**Data supplied**:
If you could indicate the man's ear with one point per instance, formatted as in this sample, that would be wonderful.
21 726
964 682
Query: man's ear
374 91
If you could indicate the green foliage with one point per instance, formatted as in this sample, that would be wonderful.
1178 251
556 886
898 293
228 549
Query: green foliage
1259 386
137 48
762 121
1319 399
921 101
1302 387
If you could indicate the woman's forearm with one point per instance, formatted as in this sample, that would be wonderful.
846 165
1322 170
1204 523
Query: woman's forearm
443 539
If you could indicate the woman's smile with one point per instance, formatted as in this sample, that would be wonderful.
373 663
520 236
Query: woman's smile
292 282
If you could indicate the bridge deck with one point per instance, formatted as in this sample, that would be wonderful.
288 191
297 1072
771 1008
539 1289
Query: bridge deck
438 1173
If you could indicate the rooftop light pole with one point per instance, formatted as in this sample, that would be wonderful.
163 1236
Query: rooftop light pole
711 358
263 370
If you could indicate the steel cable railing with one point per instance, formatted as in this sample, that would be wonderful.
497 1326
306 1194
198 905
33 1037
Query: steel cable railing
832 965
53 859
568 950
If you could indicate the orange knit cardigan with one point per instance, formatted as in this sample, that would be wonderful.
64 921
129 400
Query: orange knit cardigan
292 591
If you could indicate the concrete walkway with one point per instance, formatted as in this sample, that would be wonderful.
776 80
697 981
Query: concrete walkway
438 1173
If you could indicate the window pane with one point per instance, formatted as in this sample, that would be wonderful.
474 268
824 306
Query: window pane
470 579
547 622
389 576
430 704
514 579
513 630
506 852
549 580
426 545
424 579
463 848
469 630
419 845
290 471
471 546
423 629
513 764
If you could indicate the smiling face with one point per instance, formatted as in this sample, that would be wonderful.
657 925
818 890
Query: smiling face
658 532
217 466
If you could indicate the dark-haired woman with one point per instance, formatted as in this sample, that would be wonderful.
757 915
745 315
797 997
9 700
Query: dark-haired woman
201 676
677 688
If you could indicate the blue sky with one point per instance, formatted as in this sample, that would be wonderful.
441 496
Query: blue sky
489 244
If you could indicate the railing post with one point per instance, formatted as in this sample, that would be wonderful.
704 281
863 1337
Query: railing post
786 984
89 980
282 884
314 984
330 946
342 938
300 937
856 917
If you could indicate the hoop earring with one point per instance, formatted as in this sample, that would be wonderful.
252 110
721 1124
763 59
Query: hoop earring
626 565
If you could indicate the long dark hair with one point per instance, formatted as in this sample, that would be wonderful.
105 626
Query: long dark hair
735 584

**What you should do**: Repeat every line of the material exactly as given.

**Answer space**:
If you could indicate the man's ear with one point per instance, formatted as in this sample, that would be wonderful.
21 726
964 682
Query: man's ear
374 91
If you could indicate the green foliage with one point per instance, formatted as in this sample, that would be wonderful.
1178 251
556 886
898 293
228 549
Query: green foliage
1259 386
137 48
762 121
1319 399
921 101
1302 387
If you could indicate the woman's forearm with one point per instance, formatted as in this sample, that would be wonderful.
846 165
1322 170
1204 523
Query: woman's forearm
443 539
If you could indicate the woman's smile with one point per instance, formatted as in this sample, that would be wonderful.
373 663
520 236
Query: woman's smile
292 282
If you could indicate the bridge deck with one point per instance, formatted as in this sample, that would be wonderful.
288 191
297 1072
771 1008
539 1289
Query: bridge deck
438 1173
If you could indicate the rooftop light pole with one point per instance, formatted as in this sample, that would be wonderful.
163 1236
Query: rooftop light pole
711 358
263 370
If you could indicate the steel cable railing with one point per instance, formatted as in this sample, that would be wonderful.
497 1326
306 1194
198 905
33 1037
Query: steel cable railing
832 965
53 859
568 950
If you could indicate the orange knit cardigan with one point per instance, formatted as in this sample, that would be wonderful.
64 921
129 400
Query: orange knit cardigan
292 591
If you could indicate the concrete walkway with one point per instance, formatted as in this sample, that would be wonderful.
776 80
697 981
Query: concrete walkway
438 1173
If you could indicate the window pane with one point per instance, formatted as in this sample, that would be wonderful.
474 268
824 306
Query: window pane
470 579
547 622
389 576
430 704
514 579
513 630
506 852
549 580
426 545
424 579
463 848
469 630
419 845
290 471
471 546
423 629
513 764
If you could indicate the smiling face with one point per instance, formatted as in this sample, that would be wonderful.
657 925
818 890
Query: smiling face
658 532
217 466
If you could indicate the dark-haired woman with one point per instance, formatted as in this sample, that would be wonderful.
757 915
745 315
797 997
9 700
Query: dark-haired woman
201 676
677 688
If you could indicate the blue sky with one point per instance, formatted as in this sample, that would be wonderful.
441 496
Query: blue sky
489 244
If you could indicate the railing post with one point per instance, formatted as in this sample, that would be wonderful.
704 281
863 1337
Query: railing post
786 984
89 980
282 884
314 984
330 946
342 938
300 937
856 917
If you could indicate the hoop earring with one point per instance, formatted as in this sample, that would be wonderful.
252 110
721 1124
763 59
Query: hoop earring
626 565
If you could indicate the long dark hair with one point per instance, formatted as in this sample, that would be wonderful.
105 626
Query: long dark hair
735 584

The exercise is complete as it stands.